▶ Task requirements:
1. Answer these questions using the interview excerpt:
(a) According to Lex, what are the central teams sometimes shocked by?
(b) Which three tools does Lex name when describing the push to usage?
(c) To whom does Kate ask Lex to build a bridge?
2. Set down word for word the portion of the interview excerpt between "You're serving so" and "customers right now?", inclusive.

▶ Source extract:
You're serving so many cultures and languages, and beauty means so many different things across that region. How are your teams thinking about that?

Lex

Our central teams are sometimes shocked by the number of cultures and expressions of beauty — but that's where technology makes a difference; it helps us be relevant in different places. We focus a lot on building capabilities — in the function, and in how we use tech. There's still a fear factor around adopting new technology, so whether it's Gemini, Claude or our own L'Oréal GPT, there's a big push to usage. You've got to get over the fear factor and understand what scaled data and technology can do, then apply it to your specific problem — without forgetting the fundamentals of what we were doing yesterday.

Kate

Build a bridge for me to the L'Oréal customer. What do you feel we owe our customers right now?

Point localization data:
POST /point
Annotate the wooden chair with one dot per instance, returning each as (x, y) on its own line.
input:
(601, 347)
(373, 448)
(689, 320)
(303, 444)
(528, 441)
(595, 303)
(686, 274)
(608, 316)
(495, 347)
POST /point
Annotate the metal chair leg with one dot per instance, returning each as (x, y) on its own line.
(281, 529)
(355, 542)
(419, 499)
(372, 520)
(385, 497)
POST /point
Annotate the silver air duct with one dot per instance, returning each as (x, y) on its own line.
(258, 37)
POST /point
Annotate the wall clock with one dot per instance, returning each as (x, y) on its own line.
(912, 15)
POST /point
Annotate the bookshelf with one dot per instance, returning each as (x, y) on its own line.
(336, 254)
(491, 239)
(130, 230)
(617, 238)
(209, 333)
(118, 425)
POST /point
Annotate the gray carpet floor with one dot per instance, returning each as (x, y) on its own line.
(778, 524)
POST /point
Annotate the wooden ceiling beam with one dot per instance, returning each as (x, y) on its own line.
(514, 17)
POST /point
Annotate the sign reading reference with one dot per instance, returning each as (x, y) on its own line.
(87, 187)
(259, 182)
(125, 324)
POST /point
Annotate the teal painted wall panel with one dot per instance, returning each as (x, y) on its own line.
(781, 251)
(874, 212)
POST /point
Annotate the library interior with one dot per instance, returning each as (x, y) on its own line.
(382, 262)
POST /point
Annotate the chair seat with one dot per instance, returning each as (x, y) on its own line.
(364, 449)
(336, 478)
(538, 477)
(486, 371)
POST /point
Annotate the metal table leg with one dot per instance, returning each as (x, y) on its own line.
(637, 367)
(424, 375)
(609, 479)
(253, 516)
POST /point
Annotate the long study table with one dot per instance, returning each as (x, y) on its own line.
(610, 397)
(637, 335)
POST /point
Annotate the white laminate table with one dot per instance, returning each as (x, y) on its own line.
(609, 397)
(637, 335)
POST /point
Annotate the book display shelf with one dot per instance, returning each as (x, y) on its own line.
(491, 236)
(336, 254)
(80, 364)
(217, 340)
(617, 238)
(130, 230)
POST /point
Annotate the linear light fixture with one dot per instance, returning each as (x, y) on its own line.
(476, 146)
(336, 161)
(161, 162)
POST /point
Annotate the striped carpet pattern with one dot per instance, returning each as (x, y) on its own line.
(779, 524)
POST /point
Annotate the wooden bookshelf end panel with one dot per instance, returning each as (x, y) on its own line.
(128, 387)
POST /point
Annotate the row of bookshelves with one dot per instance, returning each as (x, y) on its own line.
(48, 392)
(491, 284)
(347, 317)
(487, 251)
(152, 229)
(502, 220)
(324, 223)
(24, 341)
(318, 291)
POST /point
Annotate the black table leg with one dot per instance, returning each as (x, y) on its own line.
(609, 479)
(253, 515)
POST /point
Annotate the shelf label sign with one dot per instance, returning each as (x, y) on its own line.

▶ Answers to the exercise:
1.
(a) The number of cultures and expressions of beauty.
(b) Gemini, Claude and L'Oréal GPT.
(c) The L'Oréal customer.

2.
You're serving so many cultures and languages, and beauty means so many different things across that region. How are your teams thinking about that?

Lex

Our central teams are sometimes shocked by the number of cultures and expressions of beauty — but that's where technology makes a difference; it helps us be relevant in different places. We focus a lot on building capabilities — in the function, and in how we use tech. There's still a fear factor around adopting new technology, so whether it's Gemini, Claude or our own L'Oréal GPT, there's a big push to usage. You've got to get over the fear factor and understand what scaled data and technology can do, then apply it to your specific problem — without forgetting the fundamentals of what we were doing yesterday.

Kate

Build a bridge for me to the L'Oréal customer. What do you feel we owe our customers right now?